Activity – From the first line to the last, copy the data exactly and drop the pictures.

------------------------------

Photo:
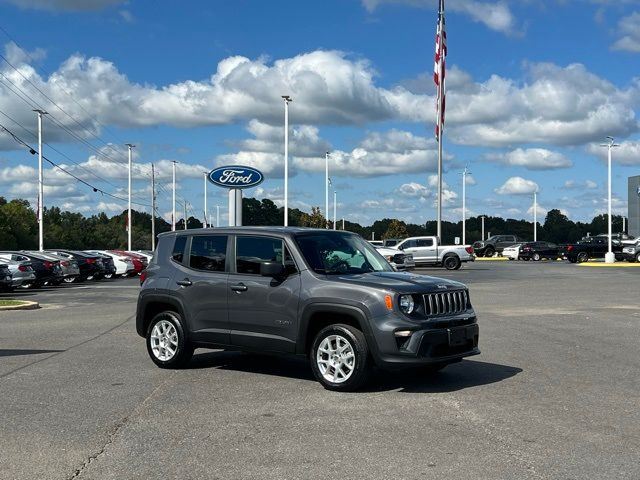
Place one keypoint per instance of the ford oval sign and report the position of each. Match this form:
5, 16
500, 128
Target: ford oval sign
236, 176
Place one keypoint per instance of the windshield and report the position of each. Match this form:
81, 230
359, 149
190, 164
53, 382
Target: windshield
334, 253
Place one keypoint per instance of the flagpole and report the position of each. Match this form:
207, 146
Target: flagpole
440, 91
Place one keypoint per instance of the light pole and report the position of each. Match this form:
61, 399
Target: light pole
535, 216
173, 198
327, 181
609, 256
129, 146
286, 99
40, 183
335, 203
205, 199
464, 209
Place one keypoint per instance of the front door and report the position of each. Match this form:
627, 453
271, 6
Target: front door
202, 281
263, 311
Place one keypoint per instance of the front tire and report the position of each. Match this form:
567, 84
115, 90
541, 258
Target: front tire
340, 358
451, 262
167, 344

------------------------------

Output of the task –
Photo:
Place one keypoint per instance of the ford oval sign and report the position of each. Match this form:
5, 16
500, 128
Target: ford oval sign
236, 176
Place one keypoint per instance of the windshield and report the position of each. Match this form:
81, 230
359, 149
190, 164
53, 382
Target: windshield
334, 253
Place one keypoint per instance of the flagpole and report the position of each. Match this form:
207, 146
Target: flagpole
440, 91
Place one keypoint per instance of the light pole and report the position of each. Match this form:
61, 399
Target: light pole
535, 216
173, 198
327, 181
609, 256
129, 146
286, 99
40, 183
335, 203
205, 199
464, 209
Place one keypoint per instance of the front door and report the position of each. Match this form:
627, 453
271, 6
Target: front door
202, 281
263, 311
Place one keypoint per instance of the front tire and report the position of each. Match this form:
567, 84
115, 90
541, 258
Target: front tire
340, 358
451, 262
167, 344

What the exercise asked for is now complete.